Given problem:
Output the full material exactly as it appears here.

Data lines:
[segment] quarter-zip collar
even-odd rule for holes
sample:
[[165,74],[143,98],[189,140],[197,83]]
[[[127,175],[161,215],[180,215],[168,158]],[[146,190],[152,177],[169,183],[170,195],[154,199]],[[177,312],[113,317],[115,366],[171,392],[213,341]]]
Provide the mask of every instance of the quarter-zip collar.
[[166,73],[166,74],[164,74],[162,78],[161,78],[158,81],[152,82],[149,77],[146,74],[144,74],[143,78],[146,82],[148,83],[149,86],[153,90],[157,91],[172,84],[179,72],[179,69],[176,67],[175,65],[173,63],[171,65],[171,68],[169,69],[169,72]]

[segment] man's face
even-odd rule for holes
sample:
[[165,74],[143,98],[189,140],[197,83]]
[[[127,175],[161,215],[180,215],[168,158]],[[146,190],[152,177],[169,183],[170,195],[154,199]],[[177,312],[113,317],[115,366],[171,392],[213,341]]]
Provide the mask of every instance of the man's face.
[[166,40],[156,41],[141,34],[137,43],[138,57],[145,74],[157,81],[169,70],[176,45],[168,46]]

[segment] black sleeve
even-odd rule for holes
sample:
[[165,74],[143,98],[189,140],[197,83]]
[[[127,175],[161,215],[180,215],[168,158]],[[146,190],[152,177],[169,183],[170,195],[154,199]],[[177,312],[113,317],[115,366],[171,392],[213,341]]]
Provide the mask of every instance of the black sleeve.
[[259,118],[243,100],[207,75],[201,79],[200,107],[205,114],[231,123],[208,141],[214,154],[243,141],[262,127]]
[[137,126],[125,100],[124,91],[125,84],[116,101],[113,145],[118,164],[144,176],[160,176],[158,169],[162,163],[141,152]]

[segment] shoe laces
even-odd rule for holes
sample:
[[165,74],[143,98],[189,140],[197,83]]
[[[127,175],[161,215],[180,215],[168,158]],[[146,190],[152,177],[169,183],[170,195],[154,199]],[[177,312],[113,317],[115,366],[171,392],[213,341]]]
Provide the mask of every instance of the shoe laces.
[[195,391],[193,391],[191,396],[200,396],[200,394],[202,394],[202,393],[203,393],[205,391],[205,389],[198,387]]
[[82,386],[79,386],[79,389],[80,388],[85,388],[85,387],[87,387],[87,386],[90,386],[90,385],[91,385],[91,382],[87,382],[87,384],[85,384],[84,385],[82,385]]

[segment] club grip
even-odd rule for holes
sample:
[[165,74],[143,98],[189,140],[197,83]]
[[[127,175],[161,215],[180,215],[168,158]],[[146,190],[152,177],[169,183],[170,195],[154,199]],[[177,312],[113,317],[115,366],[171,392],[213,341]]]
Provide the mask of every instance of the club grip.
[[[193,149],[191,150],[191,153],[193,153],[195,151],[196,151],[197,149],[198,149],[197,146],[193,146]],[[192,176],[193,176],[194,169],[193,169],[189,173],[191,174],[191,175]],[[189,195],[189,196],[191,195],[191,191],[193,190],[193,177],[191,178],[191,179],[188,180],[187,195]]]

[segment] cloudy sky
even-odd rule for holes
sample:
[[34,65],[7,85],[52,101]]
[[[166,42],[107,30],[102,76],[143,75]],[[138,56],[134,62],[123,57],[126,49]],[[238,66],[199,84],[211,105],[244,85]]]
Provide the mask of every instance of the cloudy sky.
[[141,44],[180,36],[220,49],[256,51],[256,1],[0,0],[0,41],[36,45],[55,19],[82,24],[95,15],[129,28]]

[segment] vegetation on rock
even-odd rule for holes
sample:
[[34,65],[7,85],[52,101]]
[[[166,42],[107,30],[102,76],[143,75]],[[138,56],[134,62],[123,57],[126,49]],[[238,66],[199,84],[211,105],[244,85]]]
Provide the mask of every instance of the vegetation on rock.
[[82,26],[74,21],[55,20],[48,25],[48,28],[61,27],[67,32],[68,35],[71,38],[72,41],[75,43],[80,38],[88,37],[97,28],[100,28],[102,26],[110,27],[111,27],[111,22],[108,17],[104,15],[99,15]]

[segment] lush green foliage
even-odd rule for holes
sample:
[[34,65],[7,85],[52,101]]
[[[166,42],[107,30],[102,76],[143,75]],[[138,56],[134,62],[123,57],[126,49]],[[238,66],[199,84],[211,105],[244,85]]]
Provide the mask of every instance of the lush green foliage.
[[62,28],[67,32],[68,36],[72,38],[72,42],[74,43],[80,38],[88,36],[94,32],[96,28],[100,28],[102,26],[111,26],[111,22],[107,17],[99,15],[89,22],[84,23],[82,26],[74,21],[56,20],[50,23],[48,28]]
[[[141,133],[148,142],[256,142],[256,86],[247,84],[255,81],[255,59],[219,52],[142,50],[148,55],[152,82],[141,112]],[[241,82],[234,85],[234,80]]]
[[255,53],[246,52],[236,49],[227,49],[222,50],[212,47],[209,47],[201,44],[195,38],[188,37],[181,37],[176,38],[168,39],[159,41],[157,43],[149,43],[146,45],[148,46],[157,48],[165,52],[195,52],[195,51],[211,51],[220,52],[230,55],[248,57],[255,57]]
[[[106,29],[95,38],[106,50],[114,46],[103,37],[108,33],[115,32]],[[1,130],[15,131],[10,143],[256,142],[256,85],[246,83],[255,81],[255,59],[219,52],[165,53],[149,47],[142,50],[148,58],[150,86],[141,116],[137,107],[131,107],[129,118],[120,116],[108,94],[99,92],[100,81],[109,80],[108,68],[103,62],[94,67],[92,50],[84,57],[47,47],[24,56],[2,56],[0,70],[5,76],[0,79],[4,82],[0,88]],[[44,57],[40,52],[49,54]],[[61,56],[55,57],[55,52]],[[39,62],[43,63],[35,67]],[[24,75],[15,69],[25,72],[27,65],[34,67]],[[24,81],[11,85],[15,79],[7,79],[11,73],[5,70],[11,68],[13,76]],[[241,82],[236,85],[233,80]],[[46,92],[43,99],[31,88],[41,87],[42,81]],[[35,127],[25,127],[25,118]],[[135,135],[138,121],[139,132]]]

Output of the exercise:
[segment] quarter-zip collar
even-odd rule for holes
sample:
[[165,74],[143,98],[189,140],[197,83]]
[[[127,175],[161,215],[180,215],[168,158]],[[146,190],[152,177],[169,183],[170,195],[154,199]],[[177,312],[113,317],[115,366],[171,392],[213,341]]]
Provide the mask of every instance of the quarter-zip collar.
[[166,73],[166,74],[164,74],[162,78],[161,78],[158,81],[152,82],[149,77],[146,74],[144,74],[143,78],[146,82],[148,83],[149,86],[153,90],[157,91],[172,84],[179,72],[179,69],[176,67],[175,65],[173,63],[171,65],[171,68],[169,69],[169,72]]

[segment] man's face
even-odd rule for holes
sample:
[[165,74],[143,98],[189,140],[197,83]]
[[[127,175],[161,215],[180,215],[168,158]],[[146,190],[152,177],[169,183],[170,195],[154,199]],[[177,312],[113,317],[115,366],[171,392],[213,341]]]
Provide the mask of every instance of the man's face.
[[166,40],[156,41],[141,34],[137,43],[138,57],[145,74],[157,81],[169,70],[176,45],[168,46]]

[segment] black sleeve
even-odd rule for holes
sample:
[[165,74],[143,98],[189,140],[197,83]]
[[[127,175],[161,215],[180,215],[168,158]],[[146,190],[152,177],[169,183],[170,195],[154,199]],[[177,312],[113,317],[115,366],[171,392],[213,341]]]
Provide the mask of every instance of the black sleeve.
[[259,118],[243,100],[207,75],[201,79],[200,107],[205,114],[231,123],[208,141],[214,154],[243,141],[262,127]]
[[137,126],[125,100],[124,91],[125,84],[116,101],[113,145],[118,164],[144,176],[160,176],[158,169],[162,163],[141,152]]

[segment] shoe laces
even-odd rule for holes
sample:
[[165,74],[143,98],[189,140],[197,83]]
[[[127,175],[161,215],[180,215],[168,158]],[[146,190],[152,177],[169,183],[170,195],[154,199]],[[177,312],[113,317],[115,366],[171,392],[213,341]]]
Provide the mask of every instance of the shoe laces.
[[195,391],[193,391],[191,396],[200,396],[200,394],[202,394],[202,393],[203,393],[205,391],[205,389],[198,387]]
[[82,386],[79,386],[79,389],[80,388],[85,388],[85,387],[87,387],[87,386],[90,386],[90,385],[91,385],[91,382],[87,382],[87,384],[85,384],[84,385],[82,385]]

[segment] club grip
even-odd rule for holes
sample:
[[165,74],[143,98],[189,140],[197,83]]
[[[127,175],[161,215],[180,215],[168,158]],[[146,190],[152,177],[169,183],[170,195],[154,199]],[[177,312],[113,317],[115,366],[171,392],[213,341]]]
Provide the mask of every instance of the club grip.
[[[193,149],[191,150],[191,153],[193,153],[195,151],[196,151],[197,149],[198,149],[197,146],[193,146]],[[192,176],[193,176],[194,169],[193,169],[189,173],[191,174],[191,175]],[[189,195],[189,196],[191,195],[191,191],[193,190],[193,177],[191,178],[191,179],[188,180],[187,195]]]

[segment] cloudy sky
even-odd rule for holes
sample:
[[34,65],[7,85],[52,101]]
[[[166,42],[107,30],[102,76],[143,75]],[[138,56],[134,62],[123,57],[126,49]],[[238,66],[199,84],[211,105],[244,85]]]
Provide the mask of every instance of the cloudy sky.
[[141,44],[180,36],[220,49],[256,51],[256,1],[0,0],[0,41],[36,45],[55,19],[82,24],[95,15],[129,28]]

[segment] vegetation on rock
even-odd rule for holes
sample:
[[34,65],[7,85],[52,101]]
[[[166,42],[107,30],[102,76],[143,75]],[[138,56],[134,62],[123,57],[126,49]],[[238,66],[199,84],[211,105],[244,85]]]
Provide the mask of every instance of the vegetation on rock.
[[82,26],[74,21],[55,20],[48,25],[48,28],[61,27],[67,32],[68,35],[71,38],[72,41],[75,43],[80,38],[88,37],[97,28],[100,28],[102,26],[110,27],[111,27],[111,22],[108,17],[104,15],[99,15]]

[segment] lush green foliage
even-odd rule for holes
sample:
[[34,65],[7,85],[52,101]]
[[[166,42],[107,30],[102,76],[143,75]],[[138,56],[134,62],[123,57],[126,49]],[[238,66],[199,84],[211,105],[244,85]]]
Provide the mask of every instance of the lush green foliage.
[[62,28],[67,32],[68,36],[72,38],[72,42],[74,43],[80,38],[88,36],[94,32],[96,28],[100,28],[102,26],[111,26],[111,22],[107,17],[99,15],[89,22],[84,23],[82,26],[74,21],[56,20],[50,23],[48,28]]
[[[141,133],[148,142],[256,142],[256,86],[247,84],[255,81],[255,59],[219,52],[142,50],[148,55],[152,82],[141,112]],[[241,82],[234,85],[234,80]]]
[[255,53],[246,52],[236,49],[227,49],[222,50],[212,47],[209,47],[201,44],[195,38],[188,37],[181,37],[176,38],[168,39],[159,41],[157,43],[149,43],[146,45],[148,46],[157,48],[165,52],[195,52],[195,51],[211,51],[220,52],[230,55],[248,57],[255,57]]
[[[106,29],[95,38],[106,50],[114,46],[103,37],[108,33],[115,32]],[[1,130],[15,131],[10,143],[256,142],[256,85],[246,83],[255,81],[255,59],[219,52],[165,53],[149,47],[142,50],[148,58],[150,86],[141,116],[137,107],[131,107],[129,118],[120,116],[108,94],[99,92],[100,81],[109,80],[108,68],[103,62],[94,67],[92,50],[84,57],[47,47],[24,56],[2,56],[0,70],[5,76],[0,79],[4,82],[0,88]],[[44,57],[40,52],[49,54]],[[61,56],[55,57],[55,52]],[[39,62],[43,63],[35,67]],[[24,75],[15,69],[25,72],[27,65],[34,67]],[[24,81],[11,85],[15,79],[7,79],[11,73],[5,70],[11,68],[13,76]],[[241,82],[236,85],[233,80]],[[46,92],[43,99],[31,88],[41,87],[42,81]],[[35,127],[25,127],[25,118]],[[135,135],[138,121],[139,132]]]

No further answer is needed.